--- What the exercise asks ---
Both the line below containing "Each instance receives a single keypoint. Tag the dried" and the line containing "Each instance receives a single keypoint. Tag the seed", along with every line between them, should be repeated exactly; no other line belongs in the answer.

___ Data for the task

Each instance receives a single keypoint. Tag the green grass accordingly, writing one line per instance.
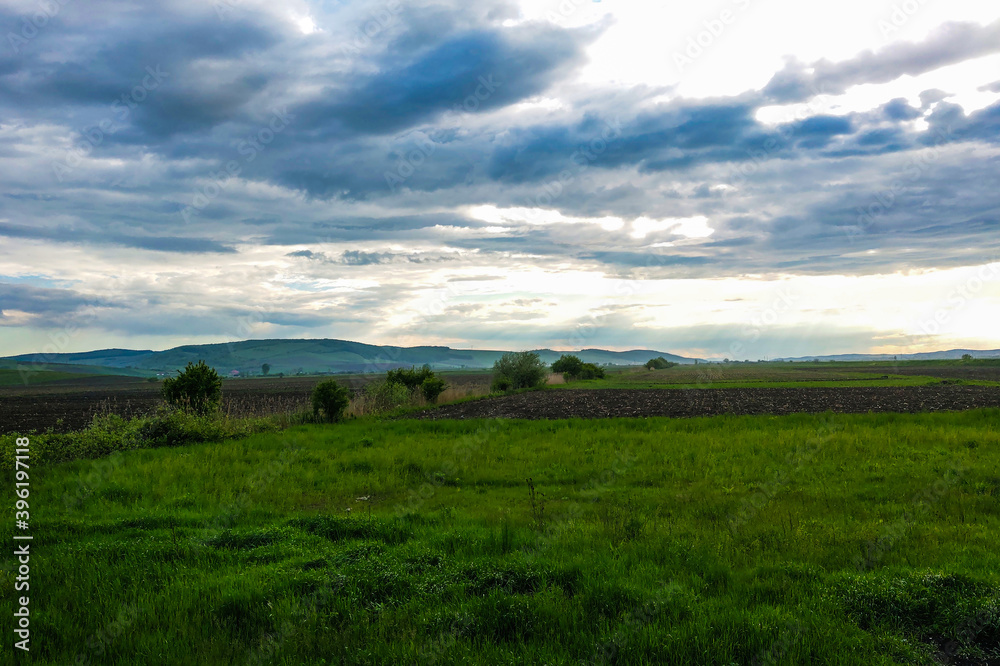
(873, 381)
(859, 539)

______
___ Data for the task

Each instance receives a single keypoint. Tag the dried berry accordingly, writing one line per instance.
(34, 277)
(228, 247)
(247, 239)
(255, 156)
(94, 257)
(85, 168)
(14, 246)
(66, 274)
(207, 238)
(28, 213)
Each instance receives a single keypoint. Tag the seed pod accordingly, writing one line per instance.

______
___ Data for the task

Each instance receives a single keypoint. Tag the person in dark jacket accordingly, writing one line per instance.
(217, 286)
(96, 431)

______

--- Answer ---
Each instance receives a single keypoint. Tag the dried berry accordingly, writing one line per instance.
(34, 277)
(228, 247)
(247, 239)
(255, 156)
(94, 257)
(85, 168)
(14, 246)
(66, 274)
(207, 238)
(28, 213)
Each instance receives a single keypoint. Tag the seed pod accordingly, writing one line per instance.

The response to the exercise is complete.